Count the lines in the records below that contain the string "params", treating uppercase and lowercase letters as different, and reply with only that number.
══ RECORDS FOR THE EXERCISE
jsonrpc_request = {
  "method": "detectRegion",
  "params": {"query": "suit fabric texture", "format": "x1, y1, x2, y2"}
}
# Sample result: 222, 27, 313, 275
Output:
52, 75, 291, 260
════
══ RECORDS FOR THE EXERCISE
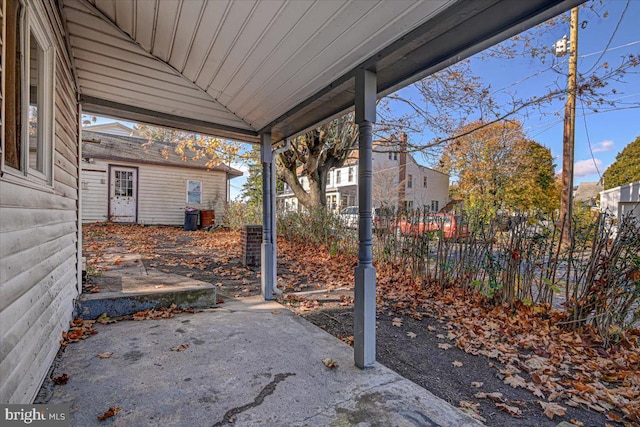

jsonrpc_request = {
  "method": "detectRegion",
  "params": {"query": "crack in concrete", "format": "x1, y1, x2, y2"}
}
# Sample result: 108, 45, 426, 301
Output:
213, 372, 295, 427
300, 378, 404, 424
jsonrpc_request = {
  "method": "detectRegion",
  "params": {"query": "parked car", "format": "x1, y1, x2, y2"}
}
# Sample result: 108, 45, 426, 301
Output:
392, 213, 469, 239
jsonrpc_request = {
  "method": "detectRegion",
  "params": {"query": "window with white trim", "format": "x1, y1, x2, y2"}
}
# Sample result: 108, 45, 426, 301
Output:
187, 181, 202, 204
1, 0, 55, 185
════
══ RECORDS FOR THE EXERCISE
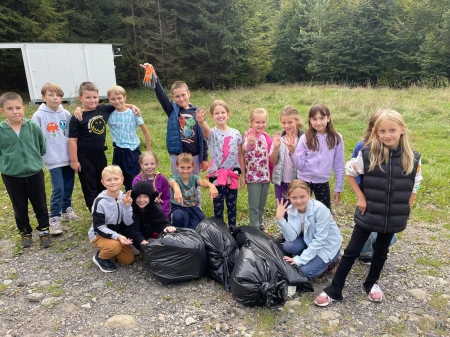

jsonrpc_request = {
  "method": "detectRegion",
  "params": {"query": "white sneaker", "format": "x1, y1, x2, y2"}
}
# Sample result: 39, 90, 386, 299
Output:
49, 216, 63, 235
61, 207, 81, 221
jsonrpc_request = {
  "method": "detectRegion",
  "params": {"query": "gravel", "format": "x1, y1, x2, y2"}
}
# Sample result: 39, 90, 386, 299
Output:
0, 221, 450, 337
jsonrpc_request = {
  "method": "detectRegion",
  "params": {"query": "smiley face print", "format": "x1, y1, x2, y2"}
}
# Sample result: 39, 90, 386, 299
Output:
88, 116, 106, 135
════
» CORRECT RESULT: 7